■ **EXERCISE PASSAGE**:
____________

Authors Schmieder R, Schwertfeger M, Bramlage P

Published 12 November 2009 Volume 2009:5 Pages 991—1000

DOI https://doi.org/10.2147/VHRM.S7756

Review by Single anonymous peer review

Peer reviewer comments 2



Roland E Schmieder1, Markus Schwertfeger2, Peter Bramlage3

1Department of Nephrology and Hypertension, University Hospital of Erlangen; Germany; 2Sanofi-Aventis Deutschland GmbH, Berlin, Germany; 3Institute of Cardiovascular Pharmacology and Epidemiology, Mahlow, Germany

Background: Two-thirds of all patients with arterial hypertension need drug combinations to achieve blood pressure (BP) goals. Fixed combinations have high efficacy and result in high patient compliance. 300 mg irbesartan plus 25 mg hydrochlorothiazide (HCTZ) has been investigated only in clinical trials but not in daily practice.

Methods: A multicenter, noninterventional, noncontrolled observational study with 8123 patients seen by 1604 physicians in daily practice. BP reduction (office measurements), co-morbid disease and tolerability were documented over a 6-month observational period.

____________

Can you extend the abstract on the irbesartan and hydrochlorothiazide study, picking up after its Methods paragraph? The records have no connection to the text.

■ **DATASET ENTRIES**:

____________

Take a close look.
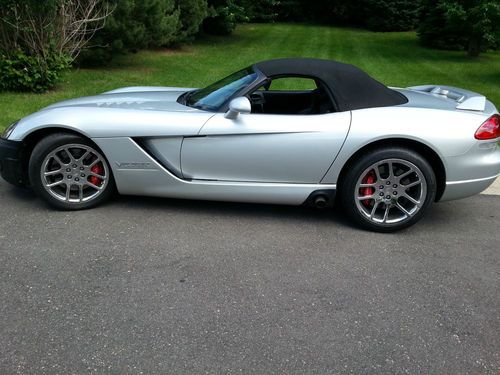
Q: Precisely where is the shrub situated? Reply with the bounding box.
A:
[362,0,418,31]
[175,0,209,42]
[79,0,180,65]
[0,51,71,93]
[0,0,109,92]
[418,0,500,56]
[203,0,248,35]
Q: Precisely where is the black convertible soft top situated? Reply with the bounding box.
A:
[254,58,408,112]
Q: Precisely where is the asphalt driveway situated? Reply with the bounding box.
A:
[0,180,500,374]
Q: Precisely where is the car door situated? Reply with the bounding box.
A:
[181,112,351,183]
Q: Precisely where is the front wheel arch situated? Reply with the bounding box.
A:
[21,126,96,187]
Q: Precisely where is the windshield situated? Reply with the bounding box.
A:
[186,68,259,112]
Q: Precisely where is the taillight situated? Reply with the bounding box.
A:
[474,115,500,140]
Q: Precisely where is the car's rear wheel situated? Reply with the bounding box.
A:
[29,133,114,210]
[339,147,436,232]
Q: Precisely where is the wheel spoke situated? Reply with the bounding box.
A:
[352,158,428,225]
[357,194,375,201]
[52,154,68,168]
[78,150,90,163]
[40,144,109,204]
[401,180,422,189]
[78,185,83,202]
[45,180,66,188]
[373,164,382,181]
[403,193,420,205]
[382,205,391,223]
[64,148,76,163]
[43,168,63,176]
[66,183,71,202]
[88,158,101,168]
[370,202,380,219]
[387,162,394,179]
[88,172,106,180]
[396,202,411,216]
[85,181,102,190]
[397,169,413,183]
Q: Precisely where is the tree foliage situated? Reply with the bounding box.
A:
[203,0,243,35]
[0,0,110,92]
[418,0,500,57]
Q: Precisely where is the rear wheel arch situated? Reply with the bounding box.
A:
[338,138,446,202]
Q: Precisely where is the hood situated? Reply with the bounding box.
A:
[44,87,197,112]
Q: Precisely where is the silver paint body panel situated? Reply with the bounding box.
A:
[9,86,500,204]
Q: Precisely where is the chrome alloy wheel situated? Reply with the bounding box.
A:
[354,159,427,224]
[40,144,109,203]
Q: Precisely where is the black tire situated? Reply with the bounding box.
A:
[29,133,115,211]
[338,147,436,232]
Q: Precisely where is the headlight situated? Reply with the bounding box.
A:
[2,120,19,139]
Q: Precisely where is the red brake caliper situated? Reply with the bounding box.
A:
[89,164,104,186]
[361,171,376,207]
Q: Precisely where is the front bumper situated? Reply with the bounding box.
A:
[0,138,24,186]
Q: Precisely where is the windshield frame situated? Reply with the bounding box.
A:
[179,66,267,113]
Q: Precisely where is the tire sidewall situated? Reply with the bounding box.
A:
[28,133,115,211]
[339,147,436,232]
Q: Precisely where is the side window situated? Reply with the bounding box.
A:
[268,77,318,91]
[249,77,334,115]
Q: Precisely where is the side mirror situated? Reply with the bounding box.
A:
[224,96,252,120]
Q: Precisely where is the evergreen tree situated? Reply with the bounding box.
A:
[418,0,500,56]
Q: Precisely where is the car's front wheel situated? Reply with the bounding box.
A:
[29,133,114,210]
[339,147,436,232]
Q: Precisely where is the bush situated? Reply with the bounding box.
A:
[418,0,500,56]
[79,0,180,65]
[176,0,209,42]
[278,0,418,31]
[362,0,418,31]
[203,0,247,35]
[0,51,71,93]
[0,0,109,92]
[236,0,280,22]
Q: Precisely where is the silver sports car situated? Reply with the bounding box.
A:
[0,59,500,232]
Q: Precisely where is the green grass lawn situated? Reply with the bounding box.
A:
[0,24,500,129]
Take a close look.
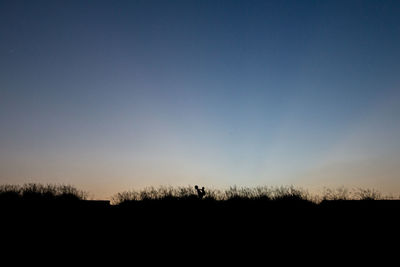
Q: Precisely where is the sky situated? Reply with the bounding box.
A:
[0,0,400,199]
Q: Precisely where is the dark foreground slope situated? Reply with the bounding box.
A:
[0,198,400,266]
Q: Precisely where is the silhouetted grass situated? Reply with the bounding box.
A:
[112,186,315,205]
[0,183,87,203]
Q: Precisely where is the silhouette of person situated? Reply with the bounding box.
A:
[194,185,206,199]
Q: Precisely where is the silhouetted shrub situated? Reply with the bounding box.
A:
[0,183,87,202]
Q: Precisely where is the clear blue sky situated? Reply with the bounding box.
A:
[0,0,400,198]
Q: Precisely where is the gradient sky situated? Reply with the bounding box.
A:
[0,0,400,198]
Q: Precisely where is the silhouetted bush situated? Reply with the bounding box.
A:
[0,183,87,203]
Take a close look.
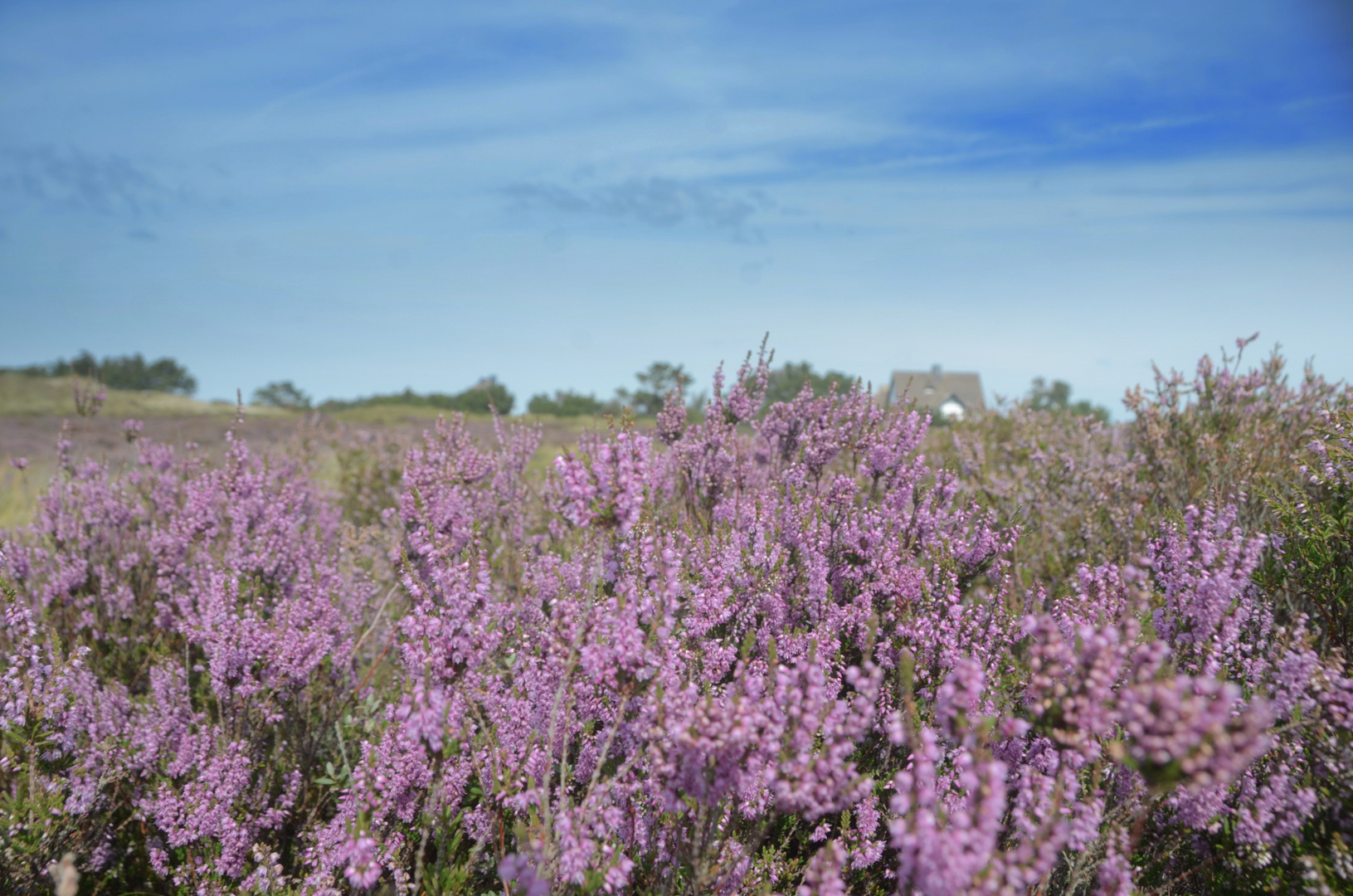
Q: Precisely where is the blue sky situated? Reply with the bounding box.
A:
[0,0,1353,407]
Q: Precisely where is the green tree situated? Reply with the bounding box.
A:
[526,390,603,416]
[1025,377,1108,421]
[616,362,694,416]
[249,379,309,410]
[0,351,197,395]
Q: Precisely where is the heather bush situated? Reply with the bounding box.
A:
[0,341,1353,896]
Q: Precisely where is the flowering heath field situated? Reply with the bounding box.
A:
[0,343,1353,896]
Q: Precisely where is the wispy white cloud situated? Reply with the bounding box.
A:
[0,146,185,217]
[504,178,776,242]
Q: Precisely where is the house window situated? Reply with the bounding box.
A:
[939,395,967,420]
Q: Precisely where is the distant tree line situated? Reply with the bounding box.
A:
[1025,377,1108,421]
[0,352,197,395]
[312,377,517,414]
[526,362,855,416]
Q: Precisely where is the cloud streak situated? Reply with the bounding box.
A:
[0,145,182,218]
[504,178,776,242]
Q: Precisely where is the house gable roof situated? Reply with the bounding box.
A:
[888,367,986,411]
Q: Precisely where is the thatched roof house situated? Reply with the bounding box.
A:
[888,364,986,420]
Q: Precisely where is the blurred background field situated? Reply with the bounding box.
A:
[0,373,606,528]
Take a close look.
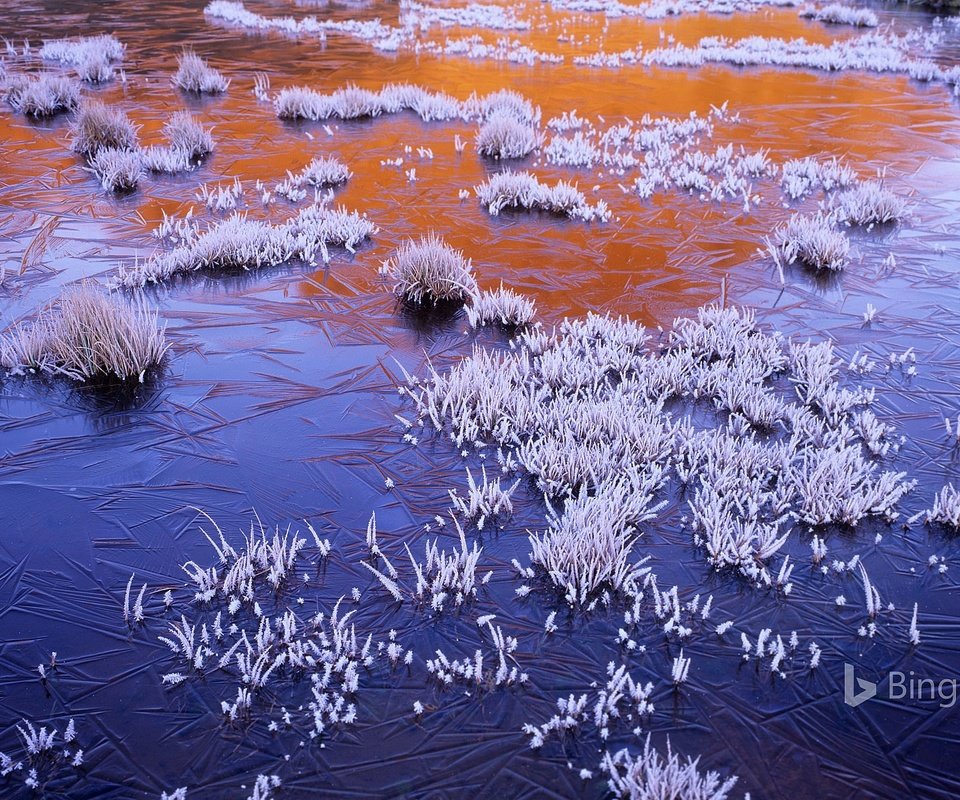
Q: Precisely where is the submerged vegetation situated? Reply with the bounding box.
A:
[0,72,80,117]
[385,234,477,305]
[171,50,230,94]
[0,285,169,383]
[70,100,140,156]
[117,204,377,288]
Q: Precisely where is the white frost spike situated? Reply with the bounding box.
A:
[858,562,881,619]
[671,648,690,686]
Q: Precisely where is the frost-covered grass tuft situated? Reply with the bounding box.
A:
[464,89,540,125]
[600,735,737,800]
[273,84,383,121]
[837,181,907,225]
[40,34,125,66]
[467,284,537,328]
[297,156,351,187]
[770,212,850,272]
[88,147,144,192]
[163,111,215,159]
[273,86,333,121]
[474,170,610,222]
[3,72,80,117]
[119,214,290,287]
[476,113,543,158]
[0,284,169,382]
[171,50,230,94]
[273,83,540,128]
[800,3,880,28]
[927,484,960,531]
[116,205,377,288]
[386,233,476,305]
[70,100,138,156]
[140,144,193,174]
[76,52,113,84]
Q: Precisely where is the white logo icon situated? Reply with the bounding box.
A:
[843,664,877,708]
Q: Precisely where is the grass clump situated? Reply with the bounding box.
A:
[474,170,610,222]
[0,284,169,383]
[768,211,850,272]
[476,114,543,158]
[163,111,215,158]
[87,147,144,192]
[3,72,80,118]
[385,233,477,305]
[70,100,139,156]
[171,50,230,94]
[467,284,537,328]
[837,181,907,226]
[601,735,737,800]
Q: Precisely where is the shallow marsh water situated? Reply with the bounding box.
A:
[0,0,960,798]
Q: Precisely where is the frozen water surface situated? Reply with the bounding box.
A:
[0,0,960,798]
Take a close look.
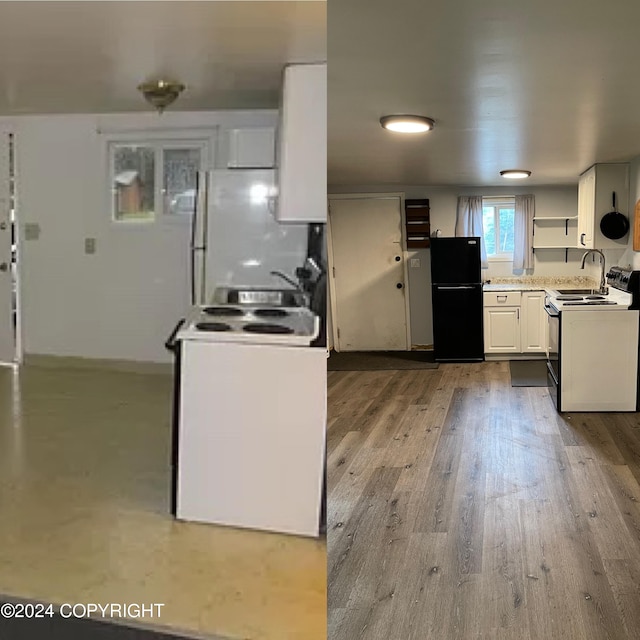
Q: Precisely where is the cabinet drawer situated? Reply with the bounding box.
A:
[482,291,520,307]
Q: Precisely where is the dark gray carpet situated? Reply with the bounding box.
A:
[509,360,548,387]
[327,351,438,371]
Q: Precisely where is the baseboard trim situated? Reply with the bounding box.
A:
[484,353,547,362]
[23,353,173,375]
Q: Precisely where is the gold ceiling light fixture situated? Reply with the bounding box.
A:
[380,115,436,133]
[138,80,185,113]
[500,169,531,180]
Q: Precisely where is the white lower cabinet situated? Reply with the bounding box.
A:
[484,307,520,353]
[484,291,548,355]
[520,291,549,353]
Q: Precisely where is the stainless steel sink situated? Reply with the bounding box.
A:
[564,300,617,307]
[557,289,598,296]
[215,287,306,307]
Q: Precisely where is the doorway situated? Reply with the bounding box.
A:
[328,194,410,351]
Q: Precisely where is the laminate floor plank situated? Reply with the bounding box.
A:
[327,362,640,640]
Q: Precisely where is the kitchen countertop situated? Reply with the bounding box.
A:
[482,276,599,291]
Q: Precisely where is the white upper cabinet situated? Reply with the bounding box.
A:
[227,127,276,169]
[577,163,629,249]
[275,64,327,222]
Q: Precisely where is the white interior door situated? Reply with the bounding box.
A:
[329,196,407,351]
[0,129,17,363]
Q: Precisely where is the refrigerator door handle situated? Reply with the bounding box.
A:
[189,171,209,305]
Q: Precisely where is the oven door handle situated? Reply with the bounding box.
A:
[164,318,186,353]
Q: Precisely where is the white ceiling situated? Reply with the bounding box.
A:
[328,0,640,186]
[0,0,327,115]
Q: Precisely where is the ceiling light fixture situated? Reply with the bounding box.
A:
[380,115,436,133]
[500,169,531,180]
[138,80,185,113]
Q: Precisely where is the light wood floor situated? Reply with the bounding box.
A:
[328,362,640,640]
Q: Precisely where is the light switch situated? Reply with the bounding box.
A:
[24,222,40,240]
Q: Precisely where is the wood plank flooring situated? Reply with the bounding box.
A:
[327,362,640,640]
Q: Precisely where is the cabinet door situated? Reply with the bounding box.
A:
[227,127,275,169]
[484,307,520,353]
[578,167,596,249]
[521,291,548,353]
[276,64,327,222]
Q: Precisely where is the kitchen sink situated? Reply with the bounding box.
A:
[215,287,306,307]
[557,289,598,296]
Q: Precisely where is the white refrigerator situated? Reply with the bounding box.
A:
[190,169,308,304]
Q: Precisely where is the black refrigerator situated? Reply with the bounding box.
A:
[431,237,484,362]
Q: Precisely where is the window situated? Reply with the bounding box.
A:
[482,198,515,260]
[109,140,207,222]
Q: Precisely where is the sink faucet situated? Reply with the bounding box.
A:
[269,271,309,307]
[580,249,609,295]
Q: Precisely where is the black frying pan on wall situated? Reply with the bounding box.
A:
[600,191,629,240]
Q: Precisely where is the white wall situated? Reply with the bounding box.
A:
[612,156,640,269]
[10,111,306,362]
[329,182,600,345]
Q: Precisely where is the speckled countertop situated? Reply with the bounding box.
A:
[482,276,598,291]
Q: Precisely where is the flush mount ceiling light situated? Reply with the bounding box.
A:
[138,80,184,113]
[380,115,436,133]
[500,169,531,180]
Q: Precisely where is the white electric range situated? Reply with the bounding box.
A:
[176,304,320,346]
[545,267,640,411]
[172,304,326,537]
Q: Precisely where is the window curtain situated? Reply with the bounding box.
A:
[456,196,489,269]
[513,195,536,271]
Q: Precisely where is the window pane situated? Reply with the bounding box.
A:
[111,145,155,220]
[482,206,496,256]
[499,208,515,253]
[163,148,201,215]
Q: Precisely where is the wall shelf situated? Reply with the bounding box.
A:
[533,216,578,221]
[533,215,578,262]
[404,198,431,249]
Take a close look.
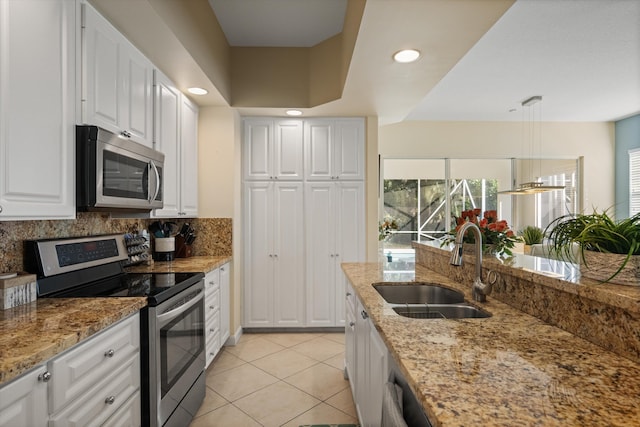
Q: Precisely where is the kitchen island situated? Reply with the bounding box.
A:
[342,256,640,427]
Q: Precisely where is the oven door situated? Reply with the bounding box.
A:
[149,281,205,426]
[95,140,162,209]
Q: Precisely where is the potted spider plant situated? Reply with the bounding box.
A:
[520,225,544,254]
[545,210,640,285]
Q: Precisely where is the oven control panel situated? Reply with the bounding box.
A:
[27,234,128,277]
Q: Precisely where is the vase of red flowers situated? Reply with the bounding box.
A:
[440,209,519,256]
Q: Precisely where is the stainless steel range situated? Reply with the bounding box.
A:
[25,235,205,427]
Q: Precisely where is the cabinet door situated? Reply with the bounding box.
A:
[180,95,198,217]
[220,263,231,345]
[333,119,365,180]
[243,119,273,180]
[344,283,356,392]
[305,182,336,326]
[273,182,304,326]
[120,44,153,148]
[333,182,365,325]
[49,314,140,412]
[153,70,182,218]
[0,0,76,220]
[272,120,304,181]
[82,4,124,133]
[0,364,49,427]
[353,299,369,426]
[243,182,274,327]
[365,319,389,426]
[304,120,334,180]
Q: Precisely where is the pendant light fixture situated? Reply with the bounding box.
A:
[498,95,564,196]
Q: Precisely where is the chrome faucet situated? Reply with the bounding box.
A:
[449,222,492,302]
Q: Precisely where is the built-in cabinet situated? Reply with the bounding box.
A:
[204,263,230,367]
[244,181,305,327]
[0,314,141,427]
[153,70,198,218]
[345,283,389,427]
[0,0,79,220]
[305,181,365,326]
[82,4,154,147]
[243,118,365,328]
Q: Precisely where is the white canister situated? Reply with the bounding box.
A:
[154,237,176,261]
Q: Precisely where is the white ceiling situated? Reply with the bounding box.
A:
[209,0,640,124]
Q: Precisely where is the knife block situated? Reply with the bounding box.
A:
[176,235,193,258]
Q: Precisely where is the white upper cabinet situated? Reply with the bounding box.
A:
[153,70,198,218]
[244,119,304,181]
[82,4,153,147]
[178,95,198,217]
[0,0,79,220]
[304,119,365,181]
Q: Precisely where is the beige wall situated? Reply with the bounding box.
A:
[198,107,242,335]
[378,121,615,216]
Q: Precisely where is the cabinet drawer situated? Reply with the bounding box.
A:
[209,289,220,317]
[49,314,140,412]
[49,354,140,427]
[103,391,142,427]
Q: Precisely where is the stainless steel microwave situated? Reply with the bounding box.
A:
[76,126,164,212]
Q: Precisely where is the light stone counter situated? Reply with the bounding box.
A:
[342,263,640,427]
[0,297,147,386]
[127,256,231,273]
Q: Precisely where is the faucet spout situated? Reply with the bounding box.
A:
[450,222,492,302]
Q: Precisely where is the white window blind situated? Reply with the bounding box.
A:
[629,148,640,216]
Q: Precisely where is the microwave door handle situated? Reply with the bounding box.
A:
[149,162,160,203]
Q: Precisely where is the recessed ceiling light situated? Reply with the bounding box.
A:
[393,49,420,63]
[187,87,209,95]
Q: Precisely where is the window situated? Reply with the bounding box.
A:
[629,149,640,216]
[383,159,511,249]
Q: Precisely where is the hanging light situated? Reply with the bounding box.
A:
[498,95,564,196]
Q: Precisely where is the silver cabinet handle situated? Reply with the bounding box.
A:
[38,371,51,383]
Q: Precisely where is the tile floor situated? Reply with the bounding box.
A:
[190,333,357,427]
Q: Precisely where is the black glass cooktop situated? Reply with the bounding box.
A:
[46,273,204,305]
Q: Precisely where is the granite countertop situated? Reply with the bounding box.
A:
[342,263,640,427]
[0,256,231,386]
[127,256,231,273]
[0,297,147,386]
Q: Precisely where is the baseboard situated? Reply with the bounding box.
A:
[243,326,344,334]
[224,326,242,346]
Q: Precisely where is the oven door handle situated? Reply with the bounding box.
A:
[157,289,203,328]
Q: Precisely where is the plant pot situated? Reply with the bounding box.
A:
[580,251,640,286]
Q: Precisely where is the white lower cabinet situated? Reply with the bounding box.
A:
[0,314,141,427]
[0,365,49,427]
[204,263,231,368]
[345,285,389,427]
[220,263,231,346]
[204,268,225,368]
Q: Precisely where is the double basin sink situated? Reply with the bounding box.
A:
[373,282,491,319]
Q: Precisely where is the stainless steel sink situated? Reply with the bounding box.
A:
[393,304,491,319]
[373,282,464,304]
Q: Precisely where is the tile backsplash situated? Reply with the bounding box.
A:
[0,212,232,273]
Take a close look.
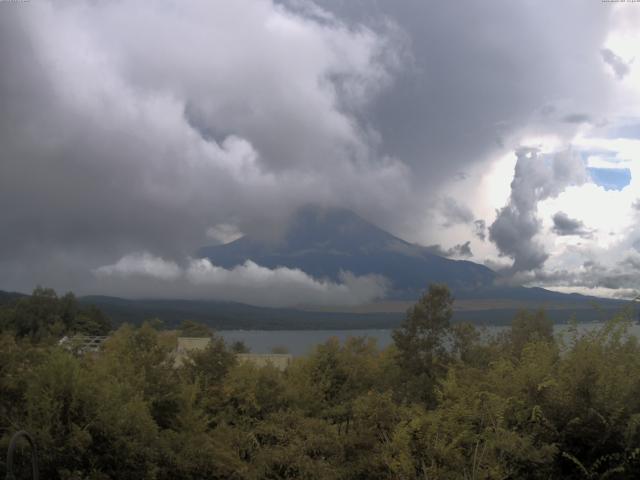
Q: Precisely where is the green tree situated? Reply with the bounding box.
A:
[393,285,453,405]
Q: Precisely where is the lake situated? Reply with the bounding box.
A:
[217,323,640,355]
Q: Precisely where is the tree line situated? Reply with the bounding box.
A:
[0,285,640,480]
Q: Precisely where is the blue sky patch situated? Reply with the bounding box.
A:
[587,167,631,190]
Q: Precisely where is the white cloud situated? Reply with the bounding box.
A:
[94,252,182,280]
[94,252,388,306]
[207,223,242,244]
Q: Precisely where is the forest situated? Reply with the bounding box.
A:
[0,285,640,480]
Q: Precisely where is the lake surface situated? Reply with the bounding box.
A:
[217,323,640,355]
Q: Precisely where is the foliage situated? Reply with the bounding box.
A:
[0,286,640,480]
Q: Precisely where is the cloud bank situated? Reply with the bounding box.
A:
[94,252,388,307]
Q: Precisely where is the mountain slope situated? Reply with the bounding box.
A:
[198,207,496,299]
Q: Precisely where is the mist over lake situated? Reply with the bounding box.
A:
[217,322,640,355]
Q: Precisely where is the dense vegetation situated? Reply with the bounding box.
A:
[0,286,640,479]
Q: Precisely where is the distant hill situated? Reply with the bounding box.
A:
[80,296,625,330]
[198,206,496,299]
[198,206,616,304]
[0,290,27,305]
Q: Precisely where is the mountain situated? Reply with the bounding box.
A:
[198,206,496,299]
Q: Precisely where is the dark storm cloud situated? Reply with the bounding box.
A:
[0,0,620,291]
[292,0,610,186]
[600,48,631,80]
[551,212,593,238]
[489,148,587,273]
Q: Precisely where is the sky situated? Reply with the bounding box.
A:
[0,0,640,305]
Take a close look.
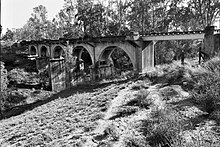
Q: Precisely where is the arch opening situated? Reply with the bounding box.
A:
[40,46,49,57]
[72,46,93,74]
[99,46,134,73]
[54,46,65,59]
[30,46,37,55]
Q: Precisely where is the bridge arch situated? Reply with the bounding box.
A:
[29,45,37,56]
[52,45,65,58]
[72,44,94,65]
[39,45,50,57]
[96,42,137,71]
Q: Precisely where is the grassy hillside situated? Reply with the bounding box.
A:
[0,58,220,147]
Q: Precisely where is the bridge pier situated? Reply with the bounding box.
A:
[141,41,156,73]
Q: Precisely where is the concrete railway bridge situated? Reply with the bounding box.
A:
[26,26,220,91]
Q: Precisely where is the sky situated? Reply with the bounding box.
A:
[1,0,64,34]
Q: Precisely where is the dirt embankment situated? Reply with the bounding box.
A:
[0,58,220,147]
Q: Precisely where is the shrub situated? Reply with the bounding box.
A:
[126,89,152,108]
[0,61,8,115]
[192,58,220,114]
[142,109,182,147]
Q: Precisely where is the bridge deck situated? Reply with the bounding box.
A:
[142,31,205,41]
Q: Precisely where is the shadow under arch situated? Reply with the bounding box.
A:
[72,44,95,65]
[40,46,49,57]
[72,46,94,65]
[53,45,65,59]
[30,46,37,55]
[98,45,135,71]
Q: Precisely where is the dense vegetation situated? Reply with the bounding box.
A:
[0,57,220,147]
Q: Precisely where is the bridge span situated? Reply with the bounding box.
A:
[26,27,220,91]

____________

■ **WRITTEN ANSWER**:
Results: At mean baseline BP of 161 ± 15/94 ± 10 mmHg, administering of fixed combination resulted in a substantial BP reduction averaging 28 ± 15/14 ± 10 mmHg (P < 0.001). Decrease of systolic BP ran parallel with increasing systolic baseline BP (Spearman’s Rho –0.731; P < 0.0001; diastolic BP vs diastolic baseline BP Rho 0.740; P < 0.0001), independent from patient characteristics (age, obesity, diabetes or nephropathy) but enhanced with short history of hypertension (P < 0.0001 vs long history), prior beta blockers (P = 0.001 vs prior angiotensin receptor blockers [ARBs]), prior calcium channel blockers (P = 0.046 vs prior ARBs) and no prior medication (P = 0.012 vs prior ARBs). High compliance (>98%) and low incidence of adverse events (0.66%) were documented.

Conclusions: The fixed combination of 300 mg irbesartan with 25 mg HCTZ was efficacious and tolerable in an unselected patient population in primary care.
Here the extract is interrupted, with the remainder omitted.